(Beginning of Source material)

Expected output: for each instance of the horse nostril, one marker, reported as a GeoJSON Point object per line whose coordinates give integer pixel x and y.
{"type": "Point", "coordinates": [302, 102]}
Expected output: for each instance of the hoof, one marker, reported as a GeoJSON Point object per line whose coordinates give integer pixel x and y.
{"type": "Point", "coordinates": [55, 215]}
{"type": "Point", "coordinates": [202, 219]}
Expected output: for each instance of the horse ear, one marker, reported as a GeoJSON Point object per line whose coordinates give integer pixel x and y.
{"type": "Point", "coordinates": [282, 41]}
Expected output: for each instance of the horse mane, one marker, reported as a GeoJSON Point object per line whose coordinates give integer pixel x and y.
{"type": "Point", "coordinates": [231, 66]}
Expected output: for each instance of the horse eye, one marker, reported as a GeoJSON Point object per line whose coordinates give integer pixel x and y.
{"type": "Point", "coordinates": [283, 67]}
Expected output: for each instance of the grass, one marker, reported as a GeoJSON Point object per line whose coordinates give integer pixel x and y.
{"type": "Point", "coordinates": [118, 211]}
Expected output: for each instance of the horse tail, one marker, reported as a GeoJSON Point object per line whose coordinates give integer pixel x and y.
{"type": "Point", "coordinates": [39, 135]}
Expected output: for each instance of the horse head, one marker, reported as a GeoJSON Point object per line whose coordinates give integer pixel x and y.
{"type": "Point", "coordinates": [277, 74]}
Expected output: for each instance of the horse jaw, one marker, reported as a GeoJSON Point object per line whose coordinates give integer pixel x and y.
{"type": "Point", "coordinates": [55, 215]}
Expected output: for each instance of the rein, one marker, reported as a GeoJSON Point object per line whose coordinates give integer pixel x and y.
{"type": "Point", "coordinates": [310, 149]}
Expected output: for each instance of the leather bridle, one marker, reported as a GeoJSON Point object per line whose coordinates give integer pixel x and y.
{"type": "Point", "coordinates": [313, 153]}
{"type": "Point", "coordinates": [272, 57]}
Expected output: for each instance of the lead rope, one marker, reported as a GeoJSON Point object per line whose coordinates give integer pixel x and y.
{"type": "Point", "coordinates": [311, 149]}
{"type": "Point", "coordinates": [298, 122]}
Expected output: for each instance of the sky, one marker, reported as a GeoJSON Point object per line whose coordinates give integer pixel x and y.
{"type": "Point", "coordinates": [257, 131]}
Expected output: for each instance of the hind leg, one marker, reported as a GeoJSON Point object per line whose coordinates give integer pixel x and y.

(End of Source material)

What needs to be done:
Could you output every entry above exactly as it stands?

Solution:
Expected output: for each instance of the horse nostril, one marker, reported as a GeoJSON Point object per line whose coordinates give integer pixel x and y.
{"type": "Point", "coordinates": [302, 102]}
Expected output: for each instance of the hoof, one marker, reported as a GeoJSON Point object per line whose coordinates give integer pixel x and y.
{"type": "Point", "coordinates": [55, 215]}
{"type": "Point", "coordinates": [202, 219]}
Expected output: for each instance of the horse ear, one marker, reported as a GeoJSON Point object per line whose coordinates give integer pixel x and y.
{"type": "Point", "coordinates": [282, 41]}
Expected output: for each instance of the horse mane, one marker, reported as a GeoJSON Point object per line whose coordinates give integer pixel x and y.
{"type": "Point", "coordinates": [231, 66]}
Expected output: for each instance of the horse eye, one marker, reported as a GeoJSON Point object per line whose coordinates give integer pixel x and y.
{"type": "Point", "coordinates": [283, 67]}
Expected output: for each instance of the grass, one marker, reported as a GeoJSON Point object per line whose coordinates give integer pixel x and y.
{"type": "Point", "coordinates": [118, 211]}
Expected output: for each instance of the horse tail, one marker, reported as a GeoJSON Point object per line whose coordinates give integer pixel x and y.
{"type": "Point", "coordinates": [39, 135]}
Expected output: for each instance of the horse head, one marker, reported as a GeoJSON Point object per line whose coordinates give integer pixel x and y.
{"type": "Point", "coordinates": [277, 74]}
Expected output: for each instance of the horse jaw, one marker, reported as a GeoJSON Point object per line whose coordinates give integer pixel x and y.
{"type": "Point", "coordinates": [55, 215]}
Expected output: for each instance of the rein, one marker, reported as a GeoJSON Point object per line whose coordinates give integer pixel x and y.
{"type": "Point", "coordinates": [310, 149]}
Expected output: for each instance of the leather bridle, one marker, reported as a GeoJSON Point object per line whose coordinates give integer pixel x and y.
{"type": "Point", "coordinates": [313, 153]}
{"type": "Point", "coordinates": [272, 57]}
Expected output: for each instance of the lead rope, one marker, reported as a GeoJSON Point object per line whose coordinates give integer pixel x and y.
{"type": "Point", "coordinates": [311, 149]}
{"type": "Point", "coordinates": [298, 122]}
Expected output: for each instance of the sky, one marker, reported as a GeoJSON Point object per line whose coordinates give integer pixel x and y.
{"type": "Point", "coordinates": [257, 131]}
Expected output: for each instance of the hind leg, one marker, reported as a GeoJSON Point object per line whose coordinates give integer pixel x and y.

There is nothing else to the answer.